---- Extracted material

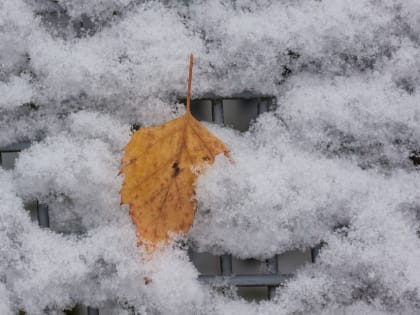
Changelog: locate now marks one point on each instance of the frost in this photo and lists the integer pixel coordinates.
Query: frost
(336, 163)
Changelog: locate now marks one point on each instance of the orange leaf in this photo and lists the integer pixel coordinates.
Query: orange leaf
(159, 179)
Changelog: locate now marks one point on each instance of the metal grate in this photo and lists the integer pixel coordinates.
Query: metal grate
(237, 111)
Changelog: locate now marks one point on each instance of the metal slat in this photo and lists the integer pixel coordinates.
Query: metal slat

--------

(Required task):
Can you reproduce every line of the listing from the line containing "of the orange" up to and including its last line, shifting each answer coordinate by adding 41 to every number?

(Worked solution):
Changelog: locate now marks one point on each instance of the orange leaf in this photo and lists the integer pixel coordinates.
Query: orange leaf
(200, 220)
Changelog: locate now marks one point on each instance of the metal grate in this photo and lists the integer pixel coordinates.
Query: metal grate
(278, 152)
Changelog: locate now marks one point on each instance of the metal slat in this photo and lists the integer pixel coordinates.
Query: metal slat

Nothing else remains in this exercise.